------ Exercise materials

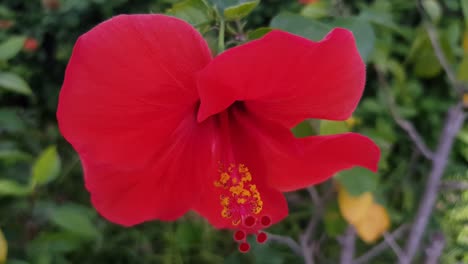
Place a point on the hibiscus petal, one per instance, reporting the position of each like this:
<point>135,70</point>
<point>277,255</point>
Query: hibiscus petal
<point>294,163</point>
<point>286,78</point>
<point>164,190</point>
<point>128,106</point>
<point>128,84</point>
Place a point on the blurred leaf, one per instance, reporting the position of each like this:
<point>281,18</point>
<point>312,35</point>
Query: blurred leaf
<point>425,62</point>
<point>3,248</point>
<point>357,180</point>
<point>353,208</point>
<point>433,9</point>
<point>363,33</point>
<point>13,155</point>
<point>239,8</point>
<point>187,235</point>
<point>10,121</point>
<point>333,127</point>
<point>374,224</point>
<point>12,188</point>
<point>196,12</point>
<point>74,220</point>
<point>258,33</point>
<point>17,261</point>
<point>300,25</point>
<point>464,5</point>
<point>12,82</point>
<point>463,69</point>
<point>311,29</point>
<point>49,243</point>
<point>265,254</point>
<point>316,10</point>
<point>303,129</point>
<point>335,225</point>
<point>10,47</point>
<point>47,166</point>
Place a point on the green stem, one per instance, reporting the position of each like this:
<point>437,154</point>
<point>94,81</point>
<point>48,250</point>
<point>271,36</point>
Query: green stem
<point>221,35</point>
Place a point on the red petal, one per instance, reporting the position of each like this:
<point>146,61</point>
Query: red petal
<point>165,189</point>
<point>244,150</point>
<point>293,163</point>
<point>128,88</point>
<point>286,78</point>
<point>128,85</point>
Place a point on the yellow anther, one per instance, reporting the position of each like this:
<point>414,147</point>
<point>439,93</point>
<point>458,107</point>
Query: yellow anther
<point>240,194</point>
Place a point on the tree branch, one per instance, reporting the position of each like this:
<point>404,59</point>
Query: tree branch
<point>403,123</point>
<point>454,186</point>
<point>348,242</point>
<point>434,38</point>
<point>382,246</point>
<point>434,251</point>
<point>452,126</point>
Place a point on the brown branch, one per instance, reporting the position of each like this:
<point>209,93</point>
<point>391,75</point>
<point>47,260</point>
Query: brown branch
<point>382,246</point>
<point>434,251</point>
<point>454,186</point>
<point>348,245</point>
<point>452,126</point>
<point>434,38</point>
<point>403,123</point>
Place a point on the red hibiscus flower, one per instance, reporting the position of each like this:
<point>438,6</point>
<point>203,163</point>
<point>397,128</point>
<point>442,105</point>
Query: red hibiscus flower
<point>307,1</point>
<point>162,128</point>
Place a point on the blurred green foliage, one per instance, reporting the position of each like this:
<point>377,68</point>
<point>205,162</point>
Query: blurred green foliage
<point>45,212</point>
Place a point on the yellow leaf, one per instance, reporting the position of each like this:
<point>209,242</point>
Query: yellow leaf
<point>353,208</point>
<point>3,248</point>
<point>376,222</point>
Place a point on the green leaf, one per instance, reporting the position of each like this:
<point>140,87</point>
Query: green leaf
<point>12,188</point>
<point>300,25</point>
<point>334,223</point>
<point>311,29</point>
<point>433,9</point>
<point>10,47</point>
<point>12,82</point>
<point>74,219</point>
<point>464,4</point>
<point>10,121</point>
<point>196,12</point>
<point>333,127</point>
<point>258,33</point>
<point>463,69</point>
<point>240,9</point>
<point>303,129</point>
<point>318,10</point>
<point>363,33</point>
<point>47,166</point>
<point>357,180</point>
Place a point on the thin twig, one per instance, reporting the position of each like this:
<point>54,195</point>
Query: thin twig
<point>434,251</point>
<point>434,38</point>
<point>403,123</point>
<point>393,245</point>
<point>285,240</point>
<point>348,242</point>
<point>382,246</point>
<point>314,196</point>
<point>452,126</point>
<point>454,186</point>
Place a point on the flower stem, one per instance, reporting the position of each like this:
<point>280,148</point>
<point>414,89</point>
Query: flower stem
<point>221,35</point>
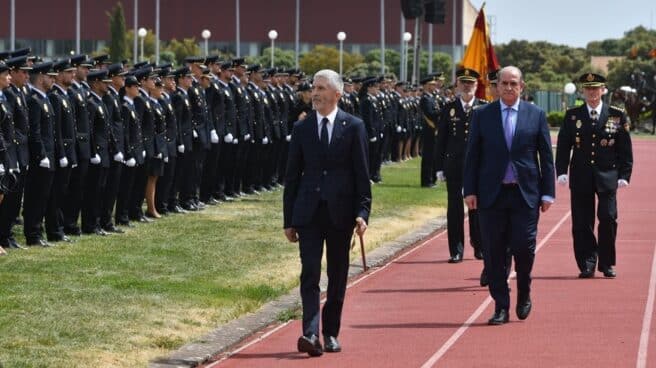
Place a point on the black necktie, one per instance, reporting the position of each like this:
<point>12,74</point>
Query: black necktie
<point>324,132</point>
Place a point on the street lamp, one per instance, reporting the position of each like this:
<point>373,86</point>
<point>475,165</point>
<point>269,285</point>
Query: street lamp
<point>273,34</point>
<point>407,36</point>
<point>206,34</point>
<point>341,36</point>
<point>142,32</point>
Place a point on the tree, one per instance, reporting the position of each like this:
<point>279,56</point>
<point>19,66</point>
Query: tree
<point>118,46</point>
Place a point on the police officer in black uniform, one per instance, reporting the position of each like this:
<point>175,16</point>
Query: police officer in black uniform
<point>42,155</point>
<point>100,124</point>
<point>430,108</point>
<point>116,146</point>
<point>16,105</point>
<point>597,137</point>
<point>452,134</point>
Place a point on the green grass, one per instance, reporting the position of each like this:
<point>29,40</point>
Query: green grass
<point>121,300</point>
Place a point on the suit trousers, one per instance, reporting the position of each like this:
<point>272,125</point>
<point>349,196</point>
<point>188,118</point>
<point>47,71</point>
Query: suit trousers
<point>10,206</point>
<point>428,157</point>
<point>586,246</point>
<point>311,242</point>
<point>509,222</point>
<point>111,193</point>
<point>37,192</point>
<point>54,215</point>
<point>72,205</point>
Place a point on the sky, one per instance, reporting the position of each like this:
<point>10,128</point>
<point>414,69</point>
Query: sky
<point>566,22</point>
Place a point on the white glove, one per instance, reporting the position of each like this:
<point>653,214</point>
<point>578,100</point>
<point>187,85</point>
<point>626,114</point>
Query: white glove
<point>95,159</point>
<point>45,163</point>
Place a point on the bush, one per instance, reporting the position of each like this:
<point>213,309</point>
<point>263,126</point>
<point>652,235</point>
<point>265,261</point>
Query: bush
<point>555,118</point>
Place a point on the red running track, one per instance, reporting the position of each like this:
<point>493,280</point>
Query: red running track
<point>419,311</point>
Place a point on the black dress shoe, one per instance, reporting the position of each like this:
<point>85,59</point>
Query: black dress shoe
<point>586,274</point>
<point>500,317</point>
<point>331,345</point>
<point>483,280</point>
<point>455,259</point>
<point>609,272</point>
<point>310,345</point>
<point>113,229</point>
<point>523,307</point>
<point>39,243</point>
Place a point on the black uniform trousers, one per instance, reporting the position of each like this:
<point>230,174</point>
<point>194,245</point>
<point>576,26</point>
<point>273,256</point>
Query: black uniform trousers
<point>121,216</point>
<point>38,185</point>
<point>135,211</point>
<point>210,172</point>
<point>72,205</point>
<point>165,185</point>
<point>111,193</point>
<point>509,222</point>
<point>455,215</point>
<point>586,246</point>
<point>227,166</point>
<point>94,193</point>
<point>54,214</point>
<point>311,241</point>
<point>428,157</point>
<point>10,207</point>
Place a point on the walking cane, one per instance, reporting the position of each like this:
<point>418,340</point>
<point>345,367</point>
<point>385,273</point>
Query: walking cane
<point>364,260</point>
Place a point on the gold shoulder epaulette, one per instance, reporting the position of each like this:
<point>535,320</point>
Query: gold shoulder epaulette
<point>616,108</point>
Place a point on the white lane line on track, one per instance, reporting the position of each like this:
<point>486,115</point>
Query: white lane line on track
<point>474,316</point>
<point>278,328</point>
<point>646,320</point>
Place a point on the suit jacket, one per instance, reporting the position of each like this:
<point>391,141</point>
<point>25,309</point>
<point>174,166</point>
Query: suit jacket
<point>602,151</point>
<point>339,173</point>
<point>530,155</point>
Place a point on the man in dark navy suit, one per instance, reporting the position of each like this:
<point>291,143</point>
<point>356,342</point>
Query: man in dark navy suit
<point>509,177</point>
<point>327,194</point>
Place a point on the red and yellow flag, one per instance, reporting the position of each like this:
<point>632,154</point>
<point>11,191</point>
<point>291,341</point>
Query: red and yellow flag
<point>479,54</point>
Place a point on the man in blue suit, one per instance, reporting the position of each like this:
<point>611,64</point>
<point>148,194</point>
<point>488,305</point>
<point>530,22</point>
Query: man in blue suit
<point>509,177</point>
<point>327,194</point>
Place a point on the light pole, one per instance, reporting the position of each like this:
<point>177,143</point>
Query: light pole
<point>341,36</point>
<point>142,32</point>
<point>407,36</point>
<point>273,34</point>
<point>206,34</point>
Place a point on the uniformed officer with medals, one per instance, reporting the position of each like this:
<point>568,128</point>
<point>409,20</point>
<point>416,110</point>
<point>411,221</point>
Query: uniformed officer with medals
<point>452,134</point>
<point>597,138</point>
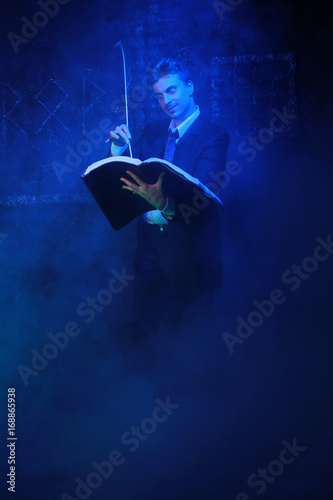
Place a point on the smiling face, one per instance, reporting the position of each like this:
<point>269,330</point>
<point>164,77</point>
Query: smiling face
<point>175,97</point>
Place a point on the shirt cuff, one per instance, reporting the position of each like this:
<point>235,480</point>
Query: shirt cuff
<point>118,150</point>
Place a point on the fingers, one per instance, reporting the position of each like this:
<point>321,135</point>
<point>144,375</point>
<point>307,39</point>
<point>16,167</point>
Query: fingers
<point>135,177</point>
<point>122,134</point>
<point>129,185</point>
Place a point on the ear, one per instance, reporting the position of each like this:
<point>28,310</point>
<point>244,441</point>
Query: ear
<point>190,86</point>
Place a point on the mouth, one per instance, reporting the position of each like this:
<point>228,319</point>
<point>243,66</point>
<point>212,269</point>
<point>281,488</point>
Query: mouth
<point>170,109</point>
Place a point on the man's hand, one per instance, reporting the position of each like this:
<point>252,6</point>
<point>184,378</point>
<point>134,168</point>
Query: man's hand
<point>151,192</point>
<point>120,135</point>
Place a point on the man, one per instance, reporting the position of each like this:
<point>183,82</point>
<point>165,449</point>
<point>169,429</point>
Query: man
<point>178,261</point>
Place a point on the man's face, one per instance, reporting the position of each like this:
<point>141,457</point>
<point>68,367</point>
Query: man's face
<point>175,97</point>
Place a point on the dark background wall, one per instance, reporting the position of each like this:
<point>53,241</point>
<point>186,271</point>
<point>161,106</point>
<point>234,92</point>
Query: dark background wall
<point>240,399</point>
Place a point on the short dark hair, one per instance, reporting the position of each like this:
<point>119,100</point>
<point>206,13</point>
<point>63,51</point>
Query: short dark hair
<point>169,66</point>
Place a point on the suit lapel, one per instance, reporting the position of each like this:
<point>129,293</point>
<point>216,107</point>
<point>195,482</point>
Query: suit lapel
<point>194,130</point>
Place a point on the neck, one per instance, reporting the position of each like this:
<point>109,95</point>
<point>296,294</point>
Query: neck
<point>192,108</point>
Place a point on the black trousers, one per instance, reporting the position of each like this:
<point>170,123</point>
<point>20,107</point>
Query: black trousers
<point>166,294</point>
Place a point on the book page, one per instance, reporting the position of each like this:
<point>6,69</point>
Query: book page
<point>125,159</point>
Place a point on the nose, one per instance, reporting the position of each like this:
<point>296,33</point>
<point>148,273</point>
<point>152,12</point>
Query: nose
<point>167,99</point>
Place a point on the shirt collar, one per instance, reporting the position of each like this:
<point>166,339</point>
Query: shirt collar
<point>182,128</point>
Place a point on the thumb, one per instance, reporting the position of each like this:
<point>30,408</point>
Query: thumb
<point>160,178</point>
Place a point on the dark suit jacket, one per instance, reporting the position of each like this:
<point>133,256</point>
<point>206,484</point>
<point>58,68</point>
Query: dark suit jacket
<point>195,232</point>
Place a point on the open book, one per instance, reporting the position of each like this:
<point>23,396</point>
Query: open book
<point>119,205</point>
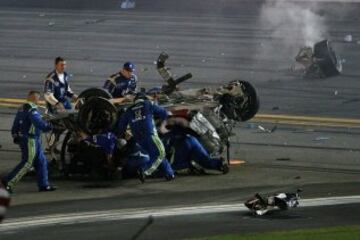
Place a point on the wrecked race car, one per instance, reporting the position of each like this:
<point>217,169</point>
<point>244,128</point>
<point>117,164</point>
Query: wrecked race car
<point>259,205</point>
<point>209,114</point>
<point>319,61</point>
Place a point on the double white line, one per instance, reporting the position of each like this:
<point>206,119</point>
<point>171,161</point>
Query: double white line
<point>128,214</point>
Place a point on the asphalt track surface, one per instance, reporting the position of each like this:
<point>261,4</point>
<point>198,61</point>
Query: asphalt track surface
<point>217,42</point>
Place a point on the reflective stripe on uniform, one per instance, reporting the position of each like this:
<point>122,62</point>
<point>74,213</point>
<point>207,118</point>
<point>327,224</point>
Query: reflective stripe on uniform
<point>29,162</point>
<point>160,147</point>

------------

What to do: In the records, take the lines from the line with "Place a point on the flower" to the line with "<point>121,300</point>" and swap "street lamp" for "lamp post", keeping everything else the same. Give back only those lines, without the pictures.

The completed task:
Place a point on the flower stem, one per instance, reporting the position of each like this:
<point>280,148</point>
<point>414,89</point>
Query: flower stem
<point>221,35</point>
Place a point on the black necktie, one per instance, reporting the position of each like this:
<point>12,74</point>
Query: black necktie
<point>324,132</point>
Place a point on the lamp post, one per instance, reporting the position of each like this:
<point>373,86</point>
<point>475,165</point>
<point>269,285</point>
Query: lamp post
<point>273,34</point>
<point>407,36</point>
<point>206,34</point>
<point>341,36</point>
<point>142,32</point>
Place a point on the tree, one per instance, reporting the position of each like this:
<point>279,56</point>
<point>19,66</point>
Query: tree
<point>118,46</point>
Place a point on the police officer in black uniform, one per instance, reporting the position of each like this:
<point>175,16</point>
Query: police officer in black uniform
<point>42,155</point>
<point>100,124</point>
<point>430,108</point>
<point>116,146</point>
<point>16,105</point>
<point>597,137</point>
<point>452,134</point>
Place a point on the green grass, one per instance, reporting the position of each like this:
<point>29,40</point>
Query: green grass
<point>121,300</point>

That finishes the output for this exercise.